◆ Page text ◆
===

Tech Wings Take Over
Aaron Snow, executive director at 18F, one of the Obama administration’s tech units, said he understands the “bottom line” criticism 18F received after a Government Accountability Office report showed the tech wing was spending $1 million more per month this year than it received. Congress asked pointed questions of the tech wing’s true value in an oversight hearing in the summer, but Snow said Thursday 18F’s value to government goes beyond the cash the fee-for-service unit hauls in.
“Between [U.S. Digital Service] and 18F, the literal bottom line is that we have helped agencies save hundreds of millions of dollars over the last few years,” Snow said. “We’re here to help the federal government be a better buyer of digital services across the board, whether its vendors, cloud computing or whatever it may be. It’s not been easy.”
It’s also not the easiest thing to quantify. While it might not show up as a line item, the potential for cost avoidance as 18F works on projects is enormous, and General Services Administration officials are beginning to do a better job highlighting that potential.

===

◆ Data records ◆
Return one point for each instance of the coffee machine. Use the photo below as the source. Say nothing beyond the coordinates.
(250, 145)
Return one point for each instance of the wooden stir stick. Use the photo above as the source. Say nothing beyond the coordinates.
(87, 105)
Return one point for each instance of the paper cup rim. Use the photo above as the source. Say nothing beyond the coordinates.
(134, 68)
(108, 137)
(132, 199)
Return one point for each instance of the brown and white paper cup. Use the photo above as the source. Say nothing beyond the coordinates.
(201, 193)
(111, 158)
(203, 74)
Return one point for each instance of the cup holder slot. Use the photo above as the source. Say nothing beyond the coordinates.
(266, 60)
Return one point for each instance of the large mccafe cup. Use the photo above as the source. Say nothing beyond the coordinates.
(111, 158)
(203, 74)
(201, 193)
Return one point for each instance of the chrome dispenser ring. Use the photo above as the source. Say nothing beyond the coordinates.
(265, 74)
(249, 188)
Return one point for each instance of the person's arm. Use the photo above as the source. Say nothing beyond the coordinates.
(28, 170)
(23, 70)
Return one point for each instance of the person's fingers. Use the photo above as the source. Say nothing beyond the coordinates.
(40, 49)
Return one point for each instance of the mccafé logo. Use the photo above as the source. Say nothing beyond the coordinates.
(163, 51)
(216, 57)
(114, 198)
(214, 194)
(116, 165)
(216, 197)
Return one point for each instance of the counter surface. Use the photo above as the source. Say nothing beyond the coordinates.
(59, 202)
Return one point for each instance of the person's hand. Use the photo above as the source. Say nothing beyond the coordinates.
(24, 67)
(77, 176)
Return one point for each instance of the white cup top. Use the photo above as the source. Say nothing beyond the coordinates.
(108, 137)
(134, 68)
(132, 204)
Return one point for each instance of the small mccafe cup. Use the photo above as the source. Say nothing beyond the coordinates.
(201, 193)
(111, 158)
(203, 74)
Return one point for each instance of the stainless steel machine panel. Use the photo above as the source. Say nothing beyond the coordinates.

===

◆ Work instruction 1 ◆
Set down part of the passage about 18F word for word, beginning at "It’s also not" and stopping after "highlighting that potential.".
◆ Work instruction 2 ◆
Carry the passage about 18F further from the point where it ends.
The lines after the passage about 18F are separate material.

◆ Task output 1 ◆
It’s also not the easiest thing to quantify. While it might not show up as a line item, the potential for cost avoidance as 18F works on projects is enormous, and General Services Administration officials are beginning to do a better job highlighting that potential.

◆ Task output 2 ◆
Obama’s Silicon Valley outreach has spread to the Defense Department and intelligence community agencies, as well as individual civilian agencies, which—when funding allows—are hiring their own techies on 1- or 2-year tours of duty.
Will these tech wings survive a new administration? Snow said 18F if operating as if it will, though it has ceased the hiring binge it was previously on as a result of the coming election. Democratic nominee Hillary Clinton has said she’ll keep and expand 18F and USDS, while Trump has been less forthcoming on his tech agenda.
Privacy Debate Rages On
Sometime during Obama’s second term, mobile phones outnumbered the number of people in the world, as sure a sign as any that connectivity and the way humans communicate have irrevocably changed. Yet, as Chris Calabrese, vice president of policy at the Center for Democracy and Technology, said Thursday, little has been done to advance privacy law since the days rotary phones were en vogue.
“All the rules that govern personal information about each of us are incredibly old,” Calabrese said. “The worry is about control. People understand this information can be used in ways they don’t like, and that it’s growing denser in terms of what is known about each of us.”
The ramifications, like identity or bank fraud, one might expect from losing or compromising a mobile device are easy to imagine, but there are numerous examples where tech infringes upon privacy in less subtle ways. In one startling example, Calabrese highlighted how women in Planned Parenthood clinics were bombarded by anti-abortion ads on their mobile devices. The ads had been geo-targeted to the area in and around the clinic.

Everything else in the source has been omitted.